* TASK OBJECTIVE *
Rescale the entries below by reproducing every line, requests included, with each point coordinate in the answers multiplied by 2.45 and rounded to the nearest whole number, halves rounded up. Leave the sample points in the requests unchanged, and omit the pictures.

* Lines of data *
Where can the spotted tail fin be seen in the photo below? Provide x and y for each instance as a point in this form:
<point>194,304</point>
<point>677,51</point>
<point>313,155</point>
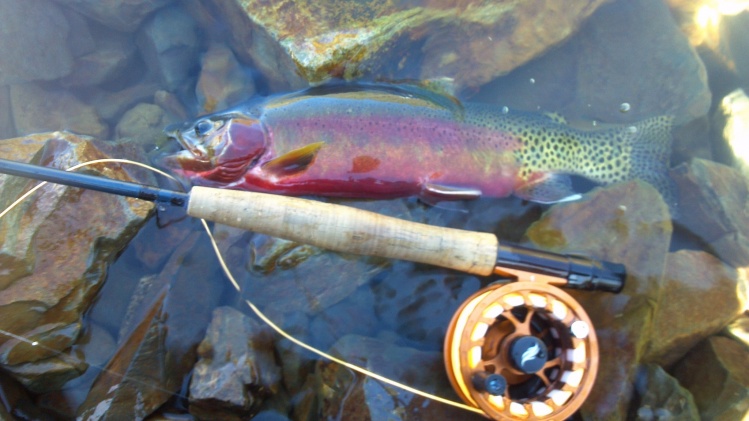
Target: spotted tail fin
<point>650,156</point>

* SOLUTION BELOW *
Where can the spotted tail fin be seen in the photo below? Provide x and y for each instance as a point in this form:
<point>194,304</point>
<point>677,51</point>
<point>313,155</point>
Target: spotted tail fin
<point>1593,382</point>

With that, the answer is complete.